-- INFORMATION GIVEN follows --
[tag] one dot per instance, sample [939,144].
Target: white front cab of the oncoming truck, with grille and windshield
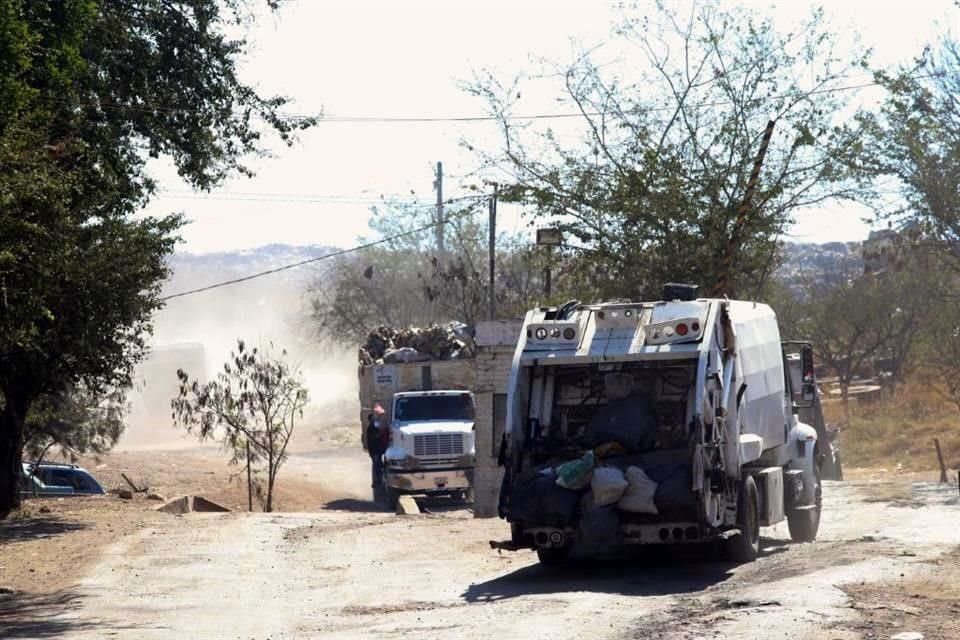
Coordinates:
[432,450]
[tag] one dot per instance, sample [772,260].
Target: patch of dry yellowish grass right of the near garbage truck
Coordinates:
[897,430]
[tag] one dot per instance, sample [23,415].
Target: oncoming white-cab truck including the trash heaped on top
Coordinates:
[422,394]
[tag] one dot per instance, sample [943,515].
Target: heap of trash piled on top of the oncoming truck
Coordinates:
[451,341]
-- INFORMATION GIVEN concluded --
REQUIRED ACTION: Retype everything in the entries exactly except the pictures.

WRITTEN ANSWER:
[tag] one dot per instance, sample [939,144].
Target: white front cab of the oncoming truck, with grille and windshield
Coordinates:
[432,450]
[tag] one dot per instance, sample [772,260].
Target: patch of dry yellowish grass right of the near garbage truck
Coordinates:
[897,430]
[tag] one dot per instance, sample [23,415].
Target: oncoming white-cab truck including the trash heaped on top
Coordinates:
[422,394]
[tag] one dot per instance, sample [943,515].
Target: heap of trash piled on top of the oncoming truck
Coordinates:
[451,341]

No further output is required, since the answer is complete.